• What is required:
Reproduce, exactly and only, the lines of the data that follows from the one containing "seg: bright green" down to the one containing "Give the mask of every instance of the bright", without pictures.

Segment Open

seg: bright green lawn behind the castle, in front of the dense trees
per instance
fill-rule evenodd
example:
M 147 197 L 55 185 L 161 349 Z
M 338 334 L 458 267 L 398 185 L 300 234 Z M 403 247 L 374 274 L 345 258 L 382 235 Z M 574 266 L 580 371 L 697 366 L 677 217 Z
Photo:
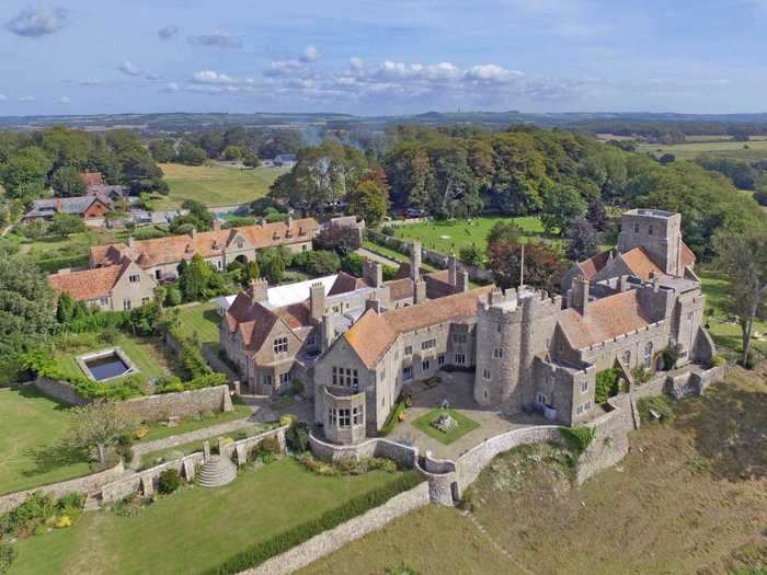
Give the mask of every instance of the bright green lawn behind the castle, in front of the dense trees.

Segment Closed
Segment Open

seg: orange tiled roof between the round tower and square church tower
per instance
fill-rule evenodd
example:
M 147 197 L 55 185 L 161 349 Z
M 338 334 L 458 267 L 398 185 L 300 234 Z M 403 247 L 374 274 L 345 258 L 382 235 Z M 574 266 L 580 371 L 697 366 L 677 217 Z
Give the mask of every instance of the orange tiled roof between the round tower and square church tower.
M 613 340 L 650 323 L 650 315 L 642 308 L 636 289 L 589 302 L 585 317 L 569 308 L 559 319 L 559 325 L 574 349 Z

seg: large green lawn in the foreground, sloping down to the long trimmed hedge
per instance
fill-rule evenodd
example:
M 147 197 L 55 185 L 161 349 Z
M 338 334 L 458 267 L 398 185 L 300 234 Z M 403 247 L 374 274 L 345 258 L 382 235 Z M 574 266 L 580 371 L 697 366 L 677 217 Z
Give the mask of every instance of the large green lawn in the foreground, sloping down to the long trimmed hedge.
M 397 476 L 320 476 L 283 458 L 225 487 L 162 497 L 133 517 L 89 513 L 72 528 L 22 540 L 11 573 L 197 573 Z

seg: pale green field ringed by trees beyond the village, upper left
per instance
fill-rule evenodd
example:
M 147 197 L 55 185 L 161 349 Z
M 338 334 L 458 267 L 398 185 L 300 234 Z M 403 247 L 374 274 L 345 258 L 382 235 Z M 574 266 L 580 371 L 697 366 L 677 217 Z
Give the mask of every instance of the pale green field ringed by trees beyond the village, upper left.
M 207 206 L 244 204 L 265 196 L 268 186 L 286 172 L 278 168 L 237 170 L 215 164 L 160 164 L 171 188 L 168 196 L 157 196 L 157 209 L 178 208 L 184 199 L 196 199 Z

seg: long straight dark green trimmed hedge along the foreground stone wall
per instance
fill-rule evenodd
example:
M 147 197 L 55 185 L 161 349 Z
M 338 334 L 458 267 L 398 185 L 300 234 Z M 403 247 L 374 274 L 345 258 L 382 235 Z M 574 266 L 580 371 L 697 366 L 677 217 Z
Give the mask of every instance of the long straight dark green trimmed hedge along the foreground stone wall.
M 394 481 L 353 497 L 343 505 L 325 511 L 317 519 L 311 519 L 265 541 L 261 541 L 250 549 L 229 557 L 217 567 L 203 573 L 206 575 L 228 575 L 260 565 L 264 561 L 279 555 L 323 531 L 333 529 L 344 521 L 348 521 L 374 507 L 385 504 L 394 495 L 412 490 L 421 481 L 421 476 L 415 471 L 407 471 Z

Segment Closed

• Answer section:
seg: bright green lawn behind the castle, in front of the dense trees
per instance
fill-rule evenodd
example:
M 147 197 L 55 185 L 161 349 Z
M 338 334 L 458 267 L 398 185 L 300 234 Z M 403 247 L 374 274 L 345 258 L 382 235 Z M 574 266 L 580 371 L 697 366 L 677 217 Z
Photo:
Give the mask of every instance of the bright green lawn behind the castle, in front of the dense trees.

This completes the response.